▶ [DÉFIS]
A. Répondez à ces questions d'après l'entretien sur la Semaine des énergies renouvelables :
(i) Qui est le directeur général de l'Agence des énergies renouvelables du Mali ?
(ii) Dans quel hôtel la Semaine sera-t-elle célébrée ?
(iii) Quel est le slogan de la Semaine ?
B. Ces affirmations concordent-elles avec l'entretien sur la Semaine des énergies renouvelables ? Pour chacune, répondez par oui ou par non et citez les mots décisifs de l'entretien.
(i) La Semaine est financée par la Banque mondiale.
(ii) La Semaine se déroule du 19 au 23 février.
(iii) Le Mali ne connaît aucun problème énergétique.
C. Recopiez un passage de l'entretien sur la Semaine des énergies renouvelables : commencez aux mots « En prélude à » et arrêtez-vous après « de l’évènement ? ».

En prélude à la Semaine des énergies renouvelables qui débute aujourd’hui à Bamako, nous nous sommes entretenus avec le directeur général de l’Agence des énergies renouvelables du Mali, Souleymane Berthé. Dans cette interview exclusive, il aborde un large éventail de sujets : des raisons de l’organisation de l’évènement aux stratégies de développement des énergies renouvelables en passant par les objectifs, la particularité de la Semaine, les potentialités du Mali en énergies renouvelables, le financement des équipements, la prolifération des plaques solaires.
L’Essor : Monsieur le directeur général, pouvez-vous nous expliquer pourquoi le Mali a décidé d’organiser une Semaine des énergies renouvelables ? Quels sont les objectifs de l’évènement ?
Souleymane Berthé : Le ministère de l’Energie et de l’Eau et l’Agence des énergies renouvelables du Mali (AER Mali), sur financement de la Banque africaine de développement (BAD), à travers le Projet d’appui à la promotion des énergies renouvelables au Mali (PAPERM) et l’assistance technique du Groupement DEM-EXPERCO, organisent effectivement, du 19 au 23 février, donc à partir d’aujourd’hui, la Semaine malienne des énergies renouvelables. Cette semaine qui sera célébrée à l’Hôtel Laïco de l’Amitié, a pour slogan : « Investir raisonnablement dans les énergies au Mali ». D’autre part, les raisons de l’organisation d’un tel évènement résident dans le fait que notre pays regorge d’énormes potentialités en ressources d’énergies renouvelables (notamment solaire, éolienne, biomasse, etc.) alors que, comme la plupart des pays africains, il est confronté à des problèmes énergétiques. Par conséquent, nous estimons que faire la promotion de nos potentialités permet d’attirer des investisseurs en vue de développer notre secteur de l’énergie.

▶ [DONNÉES FOURNIES]
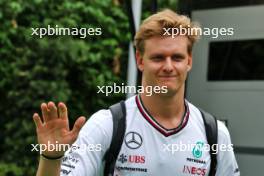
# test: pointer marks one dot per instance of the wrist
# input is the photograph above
(51, 157)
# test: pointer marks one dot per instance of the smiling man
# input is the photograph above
(164, 133)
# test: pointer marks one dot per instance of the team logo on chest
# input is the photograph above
(133, 140)
(197, 150)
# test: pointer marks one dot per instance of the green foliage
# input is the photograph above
(55, 68)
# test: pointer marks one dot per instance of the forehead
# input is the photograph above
(166, 44)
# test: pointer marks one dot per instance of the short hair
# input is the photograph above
(154, 26)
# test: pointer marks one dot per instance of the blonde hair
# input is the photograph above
(155, 24)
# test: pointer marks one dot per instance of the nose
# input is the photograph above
(168, 66)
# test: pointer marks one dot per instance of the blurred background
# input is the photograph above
(226, 80)
(57, 68)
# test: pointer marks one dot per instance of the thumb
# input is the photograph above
(78, 125)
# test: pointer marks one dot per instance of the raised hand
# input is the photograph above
(53, 128)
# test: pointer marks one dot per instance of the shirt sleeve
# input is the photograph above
(226, 161)
(86, 154)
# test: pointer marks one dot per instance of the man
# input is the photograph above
(155, 124)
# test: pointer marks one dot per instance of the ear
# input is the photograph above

▶ [RÉPONSES]
A.
(i) Souleymane Berthé.
(ii) À l'Hôtel Laïco de l'Amitié.
(iii) « Investir raisonnablement dans les énergies au Mali ».

B.
(i) Non : « sur financement de la Banque africaine de développement (BAD) ».
(ii) Oui : « du 19 au 23 février ».
(iii) Non : « il est confronté à des problèmes énergétiques ».

C.
En prélude à la Semaine des énergies renouvelables qui débute aujourd’hui à Bamako, nous nous sommes entretenus avec le directeur général de l’Agence des énergies renouvelables du Mali, Souleymane Berthé. Dans cette interview exclusive, il aborde un large éventail de sujets : des raisons de l’organisation de l’évènement aux stratégies de développement des énergies renouvelables en passant par les objectifs, la particularité de la Semaine, les potentialités du Mali en énergies renouvelables, le financement des équipements, la prolifération des plaques solaires.
L’Essor : Monsieur le directeur général, pouvez-vous nous expliquer pourquoi le Mali a décidé d’organiser une Semaine des énergies renouvelables ? Quels sont les objectifs de l’évènement ?